| Task |
Reproduce the part of the records that opens with the line containing "gold door frame." and closes with the line containing "[398,280,551,374]", swapping "AR game engine" for "VR game engine" and leaving everything else unchanged.

| Data supplied |

______

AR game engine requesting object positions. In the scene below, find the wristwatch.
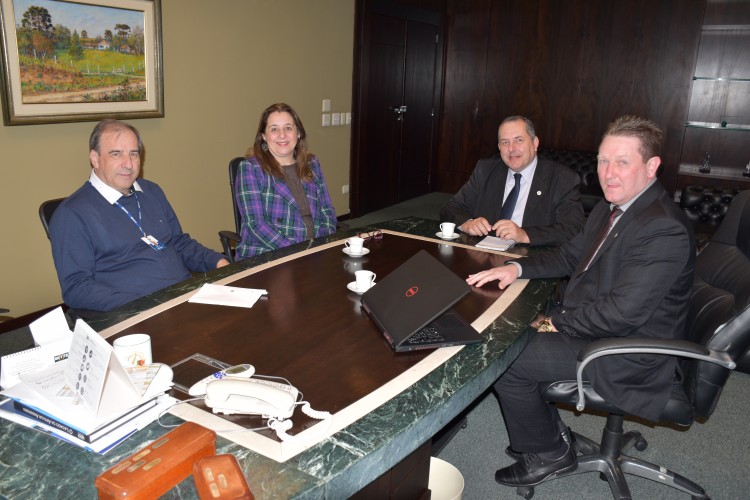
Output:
[537,318,555,332]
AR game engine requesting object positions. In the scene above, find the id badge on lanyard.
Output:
[141,234,167,250]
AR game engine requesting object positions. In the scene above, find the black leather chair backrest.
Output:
[537,148,604,215]
[711,190,750,259]
[686,304,750,419]
[39,198,65,239]
[229,156,245,234]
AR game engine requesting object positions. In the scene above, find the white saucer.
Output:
[346,281,375,295]
[435,231,458,240]
[343,247,370,258]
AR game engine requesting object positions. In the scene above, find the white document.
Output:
[2,319,172,434]
[0,307,73,389]
[475,236,516,252]
[188,283,268,308]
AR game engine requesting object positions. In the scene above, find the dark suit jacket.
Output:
[440,156,585,245]
[519,181,695,420]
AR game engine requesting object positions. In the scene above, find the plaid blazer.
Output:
[235,156,336,259]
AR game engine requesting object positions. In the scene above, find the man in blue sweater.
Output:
[49,120,229,311]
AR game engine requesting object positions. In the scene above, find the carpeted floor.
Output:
[438,373,750,500]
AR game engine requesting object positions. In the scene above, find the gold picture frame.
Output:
[0,0,164,125]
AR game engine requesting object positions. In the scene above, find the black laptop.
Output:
[362,250,483,352]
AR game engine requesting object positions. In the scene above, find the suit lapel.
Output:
[489,158,508,224]
[575,181,663,276]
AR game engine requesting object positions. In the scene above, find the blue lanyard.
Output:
[115,191,146,238]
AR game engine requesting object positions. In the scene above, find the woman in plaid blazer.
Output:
[235,103,336,259]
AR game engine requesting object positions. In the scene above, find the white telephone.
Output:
[205,378,299,420]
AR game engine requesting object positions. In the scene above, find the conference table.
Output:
[0,217,556,498]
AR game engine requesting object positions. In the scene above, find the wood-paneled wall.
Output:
[435,0,706,192]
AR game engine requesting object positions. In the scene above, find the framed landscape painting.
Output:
[0,0,164,125]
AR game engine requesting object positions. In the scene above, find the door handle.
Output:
[388,106,406,122]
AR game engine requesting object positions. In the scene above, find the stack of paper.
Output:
[0,320,174,452]
[475,236,515,252]
[188,283,268,308]
[0,395,177,455]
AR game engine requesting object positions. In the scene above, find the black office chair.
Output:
[219,156,349,262]
[517,294,750,499]
[695,190,750,373]
[39,198,65,239]
[219,156,245,262]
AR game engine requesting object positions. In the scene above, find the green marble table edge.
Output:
[0,217,554,498]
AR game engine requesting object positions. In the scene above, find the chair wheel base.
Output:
[516,486,534,500]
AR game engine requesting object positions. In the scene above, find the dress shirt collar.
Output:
[609,178,656,213]
[89,168,143,205]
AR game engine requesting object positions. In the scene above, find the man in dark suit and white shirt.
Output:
[467,116,695,486]
[440,116,585,245]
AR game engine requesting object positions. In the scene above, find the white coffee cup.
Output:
[354,271,375,292]
[112,333,153,367]
[346,236,365,254]
[440,222,456,238]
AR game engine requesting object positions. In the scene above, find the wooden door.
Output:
[349,0,443,217]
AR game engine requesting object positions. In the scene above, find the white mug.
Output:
[440,222,456,238]
[346,236,365,254]
[354,271,375,292]
[112,333,153,367]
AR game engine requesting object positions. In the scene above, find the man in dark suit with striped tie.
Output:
[440,116,585,245]
[466,116,695,486]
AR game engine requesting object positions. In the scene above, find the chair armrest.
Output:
[219,231,242,262]
[576,338,737,411]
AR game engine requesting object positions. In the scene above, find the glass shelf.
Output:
[685,122,750,131]
[693,76,750,83]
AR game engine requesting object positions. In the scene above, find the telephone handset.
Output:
[205,378,299,420]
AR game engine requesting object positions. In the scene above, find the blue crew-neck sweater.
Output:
[49,179,222,311]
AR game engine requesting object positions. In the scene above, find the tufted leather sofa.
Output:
[537,148,604,215]
[680,185,740,241]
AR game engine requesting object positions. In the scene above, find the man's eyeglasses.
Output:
[357,229,383,241]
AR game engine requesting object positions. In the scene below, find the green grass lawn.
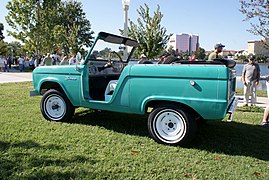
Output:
[0,83,269,179]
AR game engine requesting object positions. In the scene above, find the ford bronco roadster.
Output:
[30,32,237,145]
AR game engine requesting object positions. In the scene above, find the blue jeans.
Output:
[19,64,24,72]
[4,64,9,72]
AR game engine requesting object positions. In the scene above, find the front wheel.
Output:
[40,89,75,121]
[148,105,197,145]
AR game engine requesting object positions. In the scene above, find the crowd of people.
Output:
[0,53,81,72]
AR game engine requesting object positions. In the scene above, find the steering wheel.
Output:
[106,51,124,72]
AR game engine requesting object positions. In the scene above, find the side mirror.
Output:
[76,52,82,61]
[76,52,82,70]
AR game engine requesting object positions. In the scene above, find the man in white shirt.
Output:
[18,56,24,72]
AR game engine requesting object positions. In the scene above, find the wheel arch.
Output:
[144,99,201,118]
[39,81,67,96]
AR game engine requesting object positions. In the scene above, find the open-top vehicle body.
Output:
[31,32,236,145]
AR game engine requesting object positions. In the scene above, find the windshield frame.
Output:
[83,32,139,65]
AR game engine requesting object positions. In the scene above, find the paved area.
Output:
[237,96,269,108]
[0,72,32,83]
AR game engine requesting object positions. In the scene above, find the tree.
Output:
[240,0,269,47]
[0,23,5,41]
[6,0,93,54]
[54,1,94,53]
[124,4,171,59]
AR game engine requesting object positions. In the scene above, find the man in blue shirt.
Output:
[242,56,260,106]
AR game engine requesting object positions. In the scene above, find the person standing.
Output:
[43,53,53,66]
[208,43,225,61]
[261,105,269,127]
[60,54,69,65]
[18,56,24,72]
[69,54,77,65]
[242,56,260,106]
[7,57,13,69]
[4,58,9,72]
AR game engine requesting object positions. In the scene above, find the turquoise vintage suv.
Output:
[30,32,237,145]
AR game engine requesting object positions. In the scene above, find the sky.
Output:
[0,0,261,51]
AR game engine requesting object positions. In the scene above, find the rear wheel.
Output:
[40,89,75,121]
[148,105,197,145]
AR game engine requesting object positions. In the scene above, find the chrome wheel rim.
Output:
[45,95,66,121]
[154,109,186,143]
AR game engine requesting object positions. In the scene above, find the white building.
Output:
[168,33,199,53]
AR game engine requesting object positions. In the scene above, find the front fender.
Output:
[37,77,81,106]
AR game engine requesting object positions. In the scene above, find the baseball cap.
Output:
[215,43,225,49]
[249,55,255,60]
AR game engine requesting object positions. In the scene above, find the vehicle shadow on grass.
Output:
[72,110,269,161]
[0,140,97,179]
[188,121,269,161]
[70,110,148,136]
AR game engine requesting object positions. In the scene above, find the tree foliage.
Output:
[125,4,171,59]
[6,0,93,54]
[0,23,5,41]
[240,0,269,46]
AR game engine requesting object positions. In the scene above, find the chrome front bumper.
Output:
[227,97,238,122]
[30,91,40,97]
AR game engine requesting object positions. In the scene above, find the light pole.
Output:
[122,0,130,60]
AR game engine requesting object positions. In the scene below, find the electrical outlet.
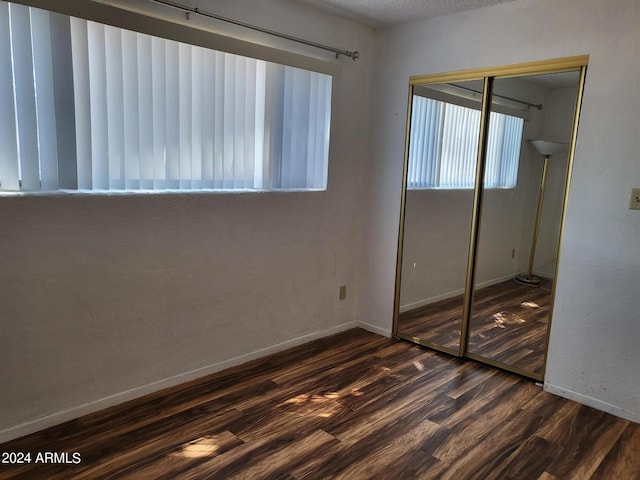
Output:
[629,188,640,210]
[340,285,347,300]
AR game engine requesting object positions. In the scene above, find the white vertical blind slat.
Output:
[10,4,40,190]
[87,22,109,190]
[178,43,193,190]
[70,18,93,190]
[190,47,204,190]
[242,59,258,188]
[202,50,217,188]
[122,30,140,190]
[104,26,125,190]
[0,3,20,190]
[136,34,154,190]
[151,38,167,190]
[165,42,181,189]
[31,9,59,190]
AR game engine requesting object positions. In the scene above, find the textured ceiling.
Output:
[298,0,524,27]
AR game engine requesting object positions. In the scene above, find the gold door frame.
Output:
[393,55,589,380]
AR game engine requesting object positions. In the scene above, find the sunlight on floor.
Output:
[281,392,342,418]
[176,437,219,458]
[492,312,527,328]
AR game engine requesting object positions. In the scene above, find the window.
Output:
[0,2,332,191]
[407,95,524,189]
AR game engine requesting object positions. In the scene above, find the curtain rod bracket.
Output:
[150,0,360,62]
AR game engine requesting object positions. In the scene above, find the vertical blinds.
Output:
[408,95,524,189]
[0,2,332,191]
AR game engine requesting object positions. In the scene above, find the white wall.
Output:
[0,0,373,442]
[360,0,640,421]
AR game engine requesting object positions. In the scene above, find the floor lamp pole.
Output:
[516,140,566,285]
[516,155,551,284]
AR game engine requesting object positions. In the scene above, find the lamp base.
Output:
[516,273,542,285]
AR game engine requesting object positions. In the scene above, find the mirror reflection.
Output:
[467,71,579,376]
[397,80,483,354]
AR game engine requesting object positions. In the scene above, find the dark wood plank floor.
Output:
[0,329,640,480]
[398,280,551,374]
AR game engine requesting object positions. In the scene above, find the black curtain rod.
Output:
[449,83,542,110]
[151,0,360,61]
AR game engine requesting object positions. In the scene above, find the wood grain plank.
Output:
[0,326,640,480]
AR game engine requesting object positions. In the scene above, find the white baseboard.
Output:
[400,273,517,313]
[544,382,640,423]
[357,321,391,338]
[0,321,358,443]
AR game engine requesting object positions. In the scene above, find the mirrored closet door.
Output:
[394,57,587,379]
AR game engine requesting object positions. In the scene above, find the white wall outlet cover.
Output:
[629,188,640,210]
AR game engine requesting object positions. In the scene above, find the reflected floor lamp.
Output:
[516,140,566,285]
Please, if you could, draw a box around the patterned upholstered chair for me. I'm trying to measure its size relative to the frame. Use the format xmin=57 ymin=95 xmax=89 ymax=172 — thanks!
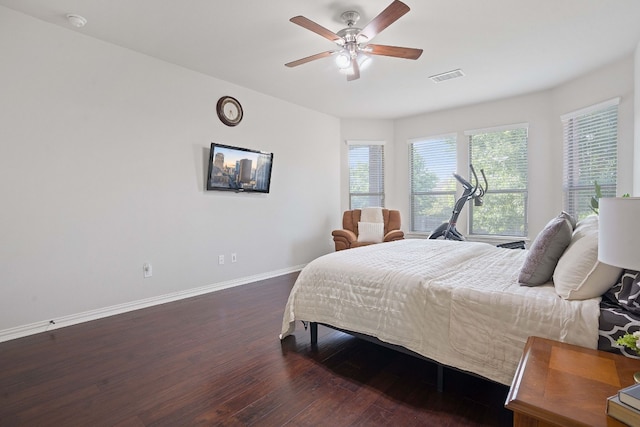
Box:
xmin=331 ymin=209 xmax=404 ymax=251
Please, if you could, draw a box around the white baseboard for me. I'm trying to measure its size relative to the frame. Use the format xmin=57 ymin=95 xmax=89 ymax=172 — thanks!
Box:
xmin=0 ymin=265 xmax=304 ymax=342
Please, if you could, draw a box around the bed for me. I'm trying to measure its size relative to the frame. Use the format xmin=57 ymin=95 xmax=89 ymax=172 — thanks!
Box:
xmin=280 ymin=216 xmax=640 ymax=385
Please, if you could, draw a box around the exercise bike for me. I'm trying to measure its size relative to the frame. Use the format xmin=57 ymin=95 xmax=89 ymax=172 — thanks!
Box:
xmin=429 ymin=165 xmax=489 ymax=241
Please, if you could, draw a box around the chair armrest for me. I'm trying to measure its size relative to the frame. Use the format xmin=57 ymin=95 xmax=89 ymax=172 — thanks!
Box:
xmin=384 ymin=230 xmax=404 ymax=242
xmin=331 ymin=230 xmax=358 ymax=242
xmin=331 ymin=230 xmax=358 ymax=251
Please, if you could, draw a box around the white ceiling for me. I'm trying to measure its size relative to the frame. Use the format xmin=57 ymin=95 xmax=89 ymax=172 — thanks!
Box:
xmin=0 ymin=0 xmax=640 ymax=118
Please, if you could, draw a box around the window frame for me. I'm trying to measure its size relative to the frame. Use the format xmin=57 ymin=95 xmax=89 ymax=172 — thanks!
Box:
xmin=464 ymin=122 xmax=529 ymax=238
xmin=407 ymin=132 xmax=458 ymax=235
xmin=346 ymin=140 xmax=386 ymax=210
xmin=560 ymin=97 xmax=620 ymax=219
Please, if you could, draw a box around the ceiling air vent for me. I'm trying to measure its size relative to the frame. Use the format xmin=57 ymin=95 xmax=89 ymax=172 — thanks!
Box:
xmin=429 ymin=68 xmax=464 ymax=83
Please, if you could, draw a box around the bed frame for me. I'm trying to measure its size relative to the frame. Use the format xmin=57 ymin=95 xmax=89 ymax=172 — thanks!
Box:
xmin=310 ymin=322 xmax=444 ymax=393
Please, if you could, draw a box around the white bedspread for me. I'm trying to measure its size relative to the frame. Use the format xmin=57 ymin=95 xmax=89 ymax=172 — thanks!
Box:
xmin=280 ymin=239 xmax=600 ymax=385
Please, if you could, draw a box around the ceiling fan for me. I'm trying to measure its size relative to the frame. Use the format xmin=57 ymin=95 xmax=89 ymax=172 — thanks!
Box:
xmin=284 ymin=0 xmax=422 ymax=81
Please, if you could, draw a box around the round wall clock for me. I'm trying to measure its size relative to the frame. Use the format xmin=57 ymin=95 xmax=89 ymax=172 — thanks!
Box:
xmin=217 ymin=96 xmax=242 ymax=126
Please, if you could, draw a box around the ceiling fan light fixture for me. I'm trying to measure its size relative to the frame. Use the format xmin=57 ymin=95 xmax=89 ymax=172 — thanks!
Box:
xmin=336 ymin=50 xmax=351 ymax=70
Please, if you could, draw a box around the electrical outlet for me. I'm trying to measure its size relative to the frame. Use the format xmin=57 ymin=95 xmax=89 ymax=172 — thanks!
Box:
xmin=142 ymin=262 xmax=153 ymax=279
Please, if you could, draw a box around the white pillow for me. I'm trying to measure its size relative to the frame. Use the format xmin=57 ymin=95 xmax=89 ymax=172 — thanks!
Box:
xmin=553 ymin=215 xmax=622 ymax=300
xmin=358 ymin=222 xmax=384 ymax=243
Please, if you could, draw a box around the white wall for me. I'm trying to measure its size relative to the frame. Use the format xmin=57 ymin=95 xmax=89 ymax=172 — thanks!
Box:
xmin=630 ymin=42 xmax=640 ymax=197
xmin=0 ymin=7 xmax=341 ymax=332
xmin=342 ymin=53 xmax=640 ymax=240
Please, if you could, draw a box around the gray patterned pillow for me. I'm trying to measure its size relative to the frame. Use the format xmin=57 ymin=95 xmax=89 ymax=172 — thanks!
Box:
xmin=605 ymin=270 xmax=640 ymax=314
xmin=518 ymin=212 xmax=573 ymax=286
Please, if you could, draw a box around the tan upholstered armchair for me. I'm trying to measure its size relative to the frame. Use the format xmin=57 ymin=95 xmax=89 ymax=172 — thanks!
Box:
xmin=331 ymin=209 xmax=404 ymax=251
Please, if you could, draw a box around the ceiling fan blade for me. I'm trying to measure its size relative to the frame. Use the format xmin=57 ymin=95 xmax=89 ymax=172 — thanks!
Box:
xmin=358 ymin=0 xmax=410 ymax=40
xmin=347 ymin=58 xmax=360 ymax=82
xmin=284 ymin=50 xmax=336 ymax=67
xmin=289 ymin=16 xmax=344 ymax=45
xmin=362 ymin=44 xmax=422 ymax=59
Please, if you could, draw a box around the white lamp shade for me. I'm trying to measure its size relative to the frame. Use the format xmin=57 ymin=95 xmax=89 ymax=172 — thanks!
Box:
xmin=598 ymin=197 xmax=640 ymax=270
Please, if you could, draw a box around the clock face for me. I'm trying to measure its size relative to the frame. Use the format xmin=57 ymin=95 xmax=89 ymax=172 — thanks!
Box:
xmin=218 ymin=96 xmax=242 ymax=126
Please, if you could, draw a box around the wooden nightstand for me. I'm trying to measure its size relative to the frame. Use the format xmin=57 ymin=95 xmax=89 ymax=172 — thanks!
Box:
xmin=505 ymin=337 xmax=640 ymax=427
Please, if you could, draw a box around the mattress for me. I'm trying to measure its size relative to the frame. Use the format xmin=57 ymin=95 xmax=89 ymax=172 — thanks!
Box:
xmin=280 ymin=239 xmax=600 ymax=385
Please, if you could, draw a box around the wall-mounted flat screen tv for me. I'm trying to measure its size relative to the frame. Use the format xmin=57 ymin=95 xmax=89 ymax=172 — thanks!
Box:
xmin=207 ymin=142 xmax=273 ymax=193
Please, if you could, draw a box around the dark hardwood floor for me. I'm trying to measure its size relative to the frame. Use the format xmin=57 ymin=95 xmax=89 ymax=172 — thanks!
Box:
xmin=0 ymin=274 xmax=512 ymax=427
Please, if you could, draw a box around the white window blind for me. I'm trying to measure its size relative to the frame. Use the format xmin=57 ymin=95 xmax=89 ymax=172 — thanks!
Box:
xmin=409 ymin=134 xmax=457 ymax=232
xmin=465 ymin=123 xmax=528 ymax=237
xmin=347 ymin=141 xmax=384 ymax=209
xmin=561 ymin=98 xmax=620 ymax=219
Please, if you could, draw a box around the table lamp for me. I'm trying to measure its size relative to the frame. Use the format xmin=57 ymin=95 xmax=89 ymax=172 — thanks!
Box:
xmin=598 ymin=197 xmax=640 ymax=383
xmin=598 ymin=197 xmax=640 ymax=272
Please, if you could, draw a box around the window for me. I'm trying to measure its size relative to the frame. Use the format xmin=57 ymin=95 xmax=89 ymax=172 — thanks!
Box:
xmin=347 ymin=141 xmax=384 ymax=209
xmin=409 ymin=134 xmax=457 ymax=232
xmin=561 ymin=98 xmax=620 ymax=219
xmin=465 ymin=123 xmax=528 ymax=237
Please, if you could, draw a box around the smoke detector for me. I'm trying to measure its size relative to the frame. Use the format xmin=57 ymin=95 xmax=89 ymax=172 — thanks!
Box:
xmin=67 ymin=13 xmax=87 ymax=28
xmin=429 ymin=68 xmax=464 ymax=83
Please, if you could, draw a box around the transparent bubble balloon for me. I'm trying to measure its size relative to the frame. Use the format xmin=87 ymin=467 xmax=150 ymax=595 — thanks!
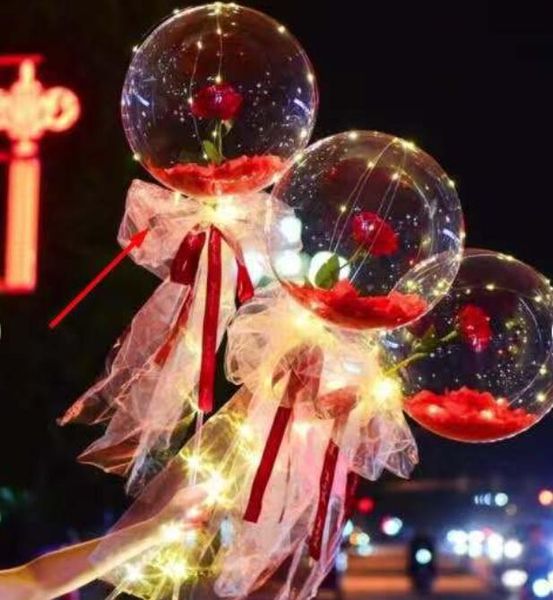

______

| Answer for this exercise |
VR game engine requesting object positions. In the scene above, find the gold door frame.
Output:
[393,55,589,380]
VR game engine requesting object positions. In the scene above, find the sunlight on floor.
Output:
[281,392,342,418]
[176,437,219,458]
[492,312,527,328]
VR game engine requesting object positions. In the scene above, find the window.
Output:
[0,2,332,191]
[407,95,524,189]
VR game engine requesting object positions. In the scene above, find the curtain rod bracket.
Output:
[150,0,360,62]
VR game engine requesting object positions. In the scene above, find the vertical blinds.
Output:
[408,95,524,189]
[0,2,332,191]
VR game engine requesting object positions. In the scene above, find the white wall.
Output:
[0,0,373,442]
[360,0,640,421]
VR game engine requesting object positions. In the scene above, find the floor lamp pole.
Output:
[516,140,566,285]
[516,155,551,284]
VR game engine requesting object positions. In the scene above, find the lamp base.
Output:
[516,273,542,285]
VR game engine requesting object positions. In the scene above, find the mirror reflection.
Output:
[467,71,579,376]
[397,80,483,354]
VR game engine requesting object positions. In the scene above, find the dark wood plank floor.
Output:
[0,329,640,480]
[398,280,551,374]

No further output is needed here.